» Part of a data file
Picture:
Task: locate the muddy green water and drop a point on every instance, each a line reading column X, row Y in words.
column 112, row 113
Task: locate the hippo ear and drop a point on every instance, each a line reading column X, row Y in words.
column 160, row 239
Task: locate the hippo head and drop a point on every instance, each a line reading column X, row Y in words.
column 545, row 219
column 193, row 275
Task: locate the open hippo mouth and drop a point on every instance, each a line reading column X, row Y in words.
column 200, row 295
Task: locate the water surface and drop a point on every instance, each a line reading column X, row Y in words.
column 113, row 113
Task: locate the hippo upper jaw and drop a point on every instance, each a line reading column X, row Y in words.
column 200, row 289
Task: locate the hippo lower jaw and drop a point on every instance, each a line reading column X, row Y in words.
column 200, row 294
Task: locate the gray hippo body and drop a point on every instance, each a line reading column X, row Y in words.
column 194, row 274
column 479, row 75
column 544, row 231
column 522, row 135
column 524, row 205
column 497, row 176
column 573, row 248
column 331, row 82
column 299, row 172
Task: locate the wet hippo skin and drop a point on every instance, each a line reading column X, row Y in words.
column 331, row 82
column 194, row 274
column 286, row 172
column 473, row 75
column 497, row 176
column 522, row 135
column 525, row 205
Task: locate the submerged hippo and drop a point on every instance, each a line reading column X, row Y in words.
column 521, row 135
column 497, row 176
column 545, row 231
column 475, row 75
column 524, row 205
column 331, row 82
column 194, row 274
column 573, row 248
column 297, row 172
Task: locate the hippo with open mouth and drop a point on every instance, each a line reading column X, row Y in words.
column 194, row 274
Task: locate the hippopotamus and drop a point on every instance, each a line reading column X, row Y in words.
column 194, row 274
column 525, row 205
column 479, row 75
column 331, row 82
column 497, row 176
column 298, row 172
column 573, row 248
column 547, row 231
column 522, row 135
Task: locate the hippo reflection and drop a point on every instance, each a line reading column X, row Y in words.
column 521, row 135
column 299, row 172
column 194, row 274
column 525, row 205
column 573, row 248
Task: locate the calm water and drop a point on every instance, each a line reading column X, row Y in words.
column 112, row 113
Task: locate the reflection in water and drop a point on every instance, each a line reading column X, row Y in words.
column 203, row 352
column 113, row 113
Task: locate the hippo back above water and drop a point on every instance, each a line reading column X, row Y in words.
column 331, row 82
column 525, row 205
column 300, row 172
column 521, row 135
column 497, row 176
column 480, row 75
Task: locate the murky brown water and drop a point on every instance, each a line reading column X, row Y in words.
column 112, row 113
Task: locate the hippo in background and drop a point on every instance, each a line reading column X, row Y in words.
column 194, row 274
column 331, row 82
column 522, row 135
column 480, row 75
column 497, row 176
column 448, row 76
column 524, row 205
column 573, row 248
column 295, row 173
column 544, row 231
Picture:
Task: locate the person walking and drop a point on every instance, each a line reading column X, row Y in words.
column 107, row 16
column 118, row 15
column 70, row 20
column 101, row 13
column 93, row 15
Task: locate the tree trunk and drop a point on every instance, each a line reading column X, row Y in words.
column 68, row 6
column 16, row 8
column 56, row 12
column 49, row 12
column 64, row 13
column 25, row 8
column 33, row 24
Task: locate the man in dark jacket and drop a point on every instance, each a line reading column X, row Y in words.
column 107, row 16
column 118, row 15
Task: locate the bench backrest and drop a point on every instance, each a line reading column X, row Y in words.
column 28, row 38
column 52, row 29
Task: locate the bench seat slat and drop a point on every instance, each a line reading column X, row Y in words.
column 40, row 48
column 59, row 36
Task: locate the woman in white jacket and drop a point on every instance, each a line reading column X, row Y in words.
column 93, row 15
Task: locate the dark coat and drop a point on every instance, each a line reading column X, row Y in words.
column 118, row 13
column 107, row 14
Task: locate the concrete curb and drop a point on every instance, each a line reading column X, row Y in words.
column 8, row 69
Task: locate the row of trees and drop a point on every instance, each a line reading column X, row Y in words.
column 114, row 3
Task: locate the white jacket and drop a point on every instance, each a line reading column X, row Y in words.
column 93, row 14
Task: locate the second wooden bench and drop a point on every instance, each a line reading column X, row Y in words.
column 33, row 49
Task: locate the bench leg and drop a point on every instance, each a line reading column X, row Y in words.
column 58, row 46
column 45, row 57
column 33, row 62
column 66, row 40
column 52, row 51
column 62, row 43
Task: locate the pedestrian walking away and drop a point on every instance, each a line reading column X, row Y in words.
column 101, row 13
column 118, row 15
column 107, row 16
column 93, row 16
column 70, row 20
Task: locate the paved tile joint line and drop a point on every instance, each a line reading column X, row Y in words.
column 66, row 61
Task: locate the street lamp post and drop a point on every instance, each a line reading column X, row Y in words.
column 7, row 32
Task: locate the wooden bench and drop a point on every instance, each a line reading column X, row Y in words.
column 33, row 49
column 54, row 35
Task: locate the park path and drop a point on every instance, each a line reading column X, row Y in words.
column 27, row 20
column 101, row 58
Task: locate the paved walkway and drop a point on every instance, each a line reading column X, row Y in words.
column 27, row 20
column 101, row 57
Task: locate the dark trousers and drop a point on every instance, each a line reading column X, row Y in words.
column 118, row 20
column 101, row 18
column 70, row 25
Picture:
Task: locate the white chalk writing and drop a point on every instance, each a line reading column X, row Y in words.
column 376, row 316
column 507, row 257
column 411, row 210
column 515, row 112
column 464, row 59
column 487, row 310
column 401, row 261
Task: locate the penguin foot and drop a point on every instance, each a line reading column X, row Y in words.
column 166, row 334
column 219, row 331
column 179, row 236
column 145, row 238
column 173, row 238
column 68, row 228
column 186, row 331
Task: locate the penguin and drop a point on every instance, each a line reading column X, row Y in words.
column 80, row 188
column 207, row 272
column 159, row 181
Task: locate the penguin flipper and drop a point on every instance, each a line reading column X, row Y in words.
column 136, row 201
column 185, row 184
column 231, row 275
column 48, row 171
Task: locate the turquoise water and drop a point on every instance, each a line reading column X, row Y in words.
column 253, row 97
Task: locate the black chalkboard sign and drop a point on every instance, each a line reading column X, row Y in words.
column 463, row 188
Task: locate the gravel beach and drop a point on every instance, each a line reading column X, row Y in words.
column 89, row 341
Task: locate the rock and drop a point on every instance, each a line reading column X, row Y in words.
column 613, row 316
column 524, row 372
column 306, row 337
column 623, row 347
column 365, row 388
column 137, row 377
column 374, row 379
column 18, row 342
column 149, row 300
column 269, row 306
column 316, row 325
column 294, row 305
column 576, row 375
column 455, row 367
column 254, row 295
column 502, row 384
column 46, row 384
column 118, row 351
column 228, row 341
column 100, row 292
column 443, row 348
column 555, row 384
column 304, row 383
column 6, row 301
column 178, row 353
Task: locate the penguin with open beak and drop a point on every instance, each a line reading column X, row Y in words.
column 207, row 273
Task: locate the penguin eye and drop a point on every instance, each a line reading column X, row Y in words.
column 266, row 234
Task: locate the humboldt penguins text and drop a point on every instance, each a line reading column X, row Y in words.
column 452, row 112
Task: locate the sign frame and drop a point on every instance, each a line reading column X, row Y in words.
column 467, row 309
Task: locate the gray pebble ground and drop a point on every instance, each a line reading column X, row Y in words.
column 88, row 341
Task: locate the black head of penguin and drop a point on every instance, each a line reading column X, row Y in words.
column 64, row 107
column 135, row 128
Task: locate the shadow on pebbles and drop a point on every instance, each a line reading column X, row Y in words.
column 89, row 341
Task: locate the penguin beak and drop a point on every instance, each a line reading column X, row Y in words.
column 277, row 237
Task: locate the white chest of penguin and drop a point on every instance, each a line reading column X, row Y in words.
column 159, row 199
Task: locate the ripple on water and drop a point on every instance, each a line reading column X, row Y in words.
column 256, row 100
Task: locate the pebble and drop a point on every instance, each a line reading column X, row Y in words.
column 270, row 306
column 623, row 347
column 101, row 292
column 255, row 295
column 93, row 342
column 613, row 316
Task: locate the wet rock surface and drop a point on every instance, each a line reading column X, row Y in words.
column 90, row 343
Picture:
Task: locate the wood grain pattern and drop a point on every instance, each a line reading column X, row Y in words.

» DIRECTIONS FOR THIS TASK
Update the records from the line with "Task: locate the gray pebble" to the line with "column 277, row 237", changing "penguin" to "bird" and keeping everything else unchanged. Output only those lines.

» SOLUTION FOR THIS TASK
Task: locate the gray pebble ground and drop a point on every instance, each a line reading column X, row Y in words.
column 88, row 341
Task: locate the black head of bird and drop a point on every instance, each a line reading column X, row Y in words.
column 64, row 107
column 135, row 128
Task: locate the shadow on pebbles and drop a point on every instance, each a line reading column X, row Y in words.
column 89, row 341
Task: locate the bird beak and drop a point on every instance, each a line reading column X, row Y in words.
column 277, row 237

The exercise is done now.